REQUIRED WORK:
1. In the Orlando meetup thread, rewrite the part that opens with the words containing "I will not be" and closes with "Maniac (Nov 22, 2012)", changing "meetup" to "get-together".
2. In the Orlando meetup thread, what hours is the mall open on the Sunday in question?
=== SOURCE PASSAGE ===
# Orlando Speedcubers



## cmhardw (Nov 19, 2012)

November 25th Sunday, how many Orlando, Florida cubers will be around?

I'm thinking about a meetup at the Altamonte Mall Food Court, how many are interested and also in town?


----------



## SketchCuber (Nov 19, 2012)

I'm interested. What time do you plan on starting at?


----------



## cmhardw (Nov 19, 2012)

The mall is open from 11am-7pm that day. Usually when meeting up there I find that people are willing/able to stay for a good 4 hours at least, so I figure we could all meet at 12:00pm and then people could leave when they need to, but I would probably stay until 7 in case people came later that afternoon.


----------



## SketchCuber (Nov 20, 2012)

Thx! I might be able to come, I just have to see about a couple of things first. If I do come though I will prob show up around 2:30 - 3pm. 

As this is my first meeting, I have a couple of questions if you don't mind.

1.) Is this an official WCA competition or just a couple of cubers getting together and having fun?

2.) Will I need to sign up or anything? Should I create a WCA profile?

Thx!


----------



## cmhardw (Nov 20, 2012)

The event is not guaranteed to happen yet, I am just trying to gauge interest in the area.

IF it does happen, then it will _not_ be an official WCA event. It will just be a fun get together to cube and meet people.


----------



## SketchCuber (Nov 20, 2012)

Ok cool, thx.

Do you have anybody else going yet?


----------



## Maniac (Nov 20, 2012)

Probably won't be able to make it on Sunday , but I am excited to see more cubing events in FL. Good sign


----------



## cmhardw (Nov 22, 2012)

I will not be able to make a cube meetup this weekend, though if others are going please continue to use this thread as a way to plan.

I would very much like to hold a meetup in the next 2-3 weeks or so if people are still game. Most likely on a weekend day like a Saturday or Sunday.

What weekends work best for people?


----------



## Maniac (Nov 22, 2012)

Maybe the weekend of the 8th or 9th? Do people prefer Saturdays or Sundays?


----------



## Peabo (Nov 22, 2012)

Hey are there a lot of us floridians n the site? I'm interested in meeting up, Orlando is a bit of a drive for me but if we could work it out I'd be interested! I prefer Sundays!


----------



## Edward (Nov 22, 2012)

I'm probably going to be in the area the weekend of the first, Chris.
=== LISTED ENTRIES ===
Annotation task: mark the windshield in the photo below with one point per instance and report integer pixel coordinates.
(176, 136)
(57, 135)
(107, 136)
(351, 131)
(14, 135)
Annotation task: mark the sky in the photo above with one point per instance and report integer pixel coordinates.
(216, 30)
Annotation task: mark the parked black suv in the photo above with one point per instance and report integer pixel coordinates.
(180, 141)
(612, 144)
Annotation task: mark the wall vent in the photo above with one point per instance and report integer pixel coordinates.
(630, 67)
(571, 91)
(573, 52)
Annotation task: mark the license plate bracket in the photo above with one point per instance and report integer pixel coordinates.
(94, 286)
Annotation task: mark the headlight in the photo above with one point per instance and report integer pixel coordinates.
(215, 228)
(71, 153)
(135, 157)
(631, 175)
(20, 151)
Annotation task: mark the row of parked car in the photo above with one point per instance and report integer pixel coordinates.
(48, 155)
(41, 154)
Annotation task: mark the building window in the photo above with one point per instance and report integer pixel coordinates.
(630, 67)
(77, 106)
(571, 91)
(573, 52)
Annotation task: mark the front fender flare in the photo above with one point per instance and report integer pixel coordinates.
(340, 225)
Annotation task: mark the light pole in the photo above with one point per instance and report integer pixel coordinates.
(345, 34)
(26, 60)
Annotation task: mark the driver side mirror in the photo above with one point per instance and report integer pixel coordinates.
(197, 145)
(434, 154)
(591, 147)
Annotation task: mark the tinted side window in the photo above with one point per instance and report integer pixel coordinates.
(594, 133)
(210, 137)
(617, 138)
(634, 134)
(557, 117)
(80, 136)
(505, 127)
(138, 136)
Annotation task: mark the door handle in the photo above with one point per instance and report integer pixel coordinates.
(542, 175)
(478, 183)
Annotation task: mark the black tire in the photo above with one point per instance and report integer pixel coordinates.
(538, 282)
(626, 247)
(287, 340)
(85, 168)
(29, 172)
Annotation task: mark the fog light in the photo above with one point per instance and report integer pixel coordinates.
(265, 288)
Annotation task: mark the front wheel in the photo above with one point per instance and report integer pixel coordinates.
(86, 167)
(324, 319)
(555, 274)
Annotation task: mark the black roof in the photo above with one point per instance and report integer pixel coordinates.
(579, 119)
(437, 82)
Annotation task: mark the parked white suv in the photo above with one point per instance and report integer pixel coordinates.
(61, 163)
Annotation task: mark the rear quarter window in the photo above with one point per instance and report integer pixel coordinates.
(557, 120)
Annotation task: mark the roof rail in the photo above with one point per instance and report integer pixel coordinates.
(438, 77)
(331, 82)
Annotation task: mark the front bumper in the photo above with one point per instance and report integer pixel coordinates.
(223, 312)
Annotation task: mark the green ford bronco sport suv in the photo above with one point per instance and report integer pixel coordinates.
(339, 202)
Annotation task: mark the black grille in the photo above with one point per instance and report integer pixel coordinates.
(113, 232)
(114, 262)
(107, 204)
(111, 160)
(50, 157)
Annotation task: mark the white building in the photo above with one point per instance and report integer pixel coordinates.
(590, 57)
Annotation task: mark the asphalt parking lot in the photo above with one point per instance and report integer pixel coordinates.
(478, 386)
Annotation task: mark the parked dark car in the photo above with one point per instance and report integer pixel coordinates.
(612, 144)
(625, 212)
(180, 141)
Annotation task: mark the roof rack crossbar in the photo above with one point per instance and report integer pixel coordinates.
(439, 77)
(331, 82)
===
SOLUTION SET:
1.
I will not be able to make a cube get-together this weekend, though if others are going please continue to use this thread as a way to plan.

I would very much like to hold a get-together in the next 2-3 weeks or so if people are still game. Most likely on a weekend day like a Saturday or Sunday.

What weekends work best for people?


----------



## Maniac (Nov 22, 2012)

2. From 11am to 7pm.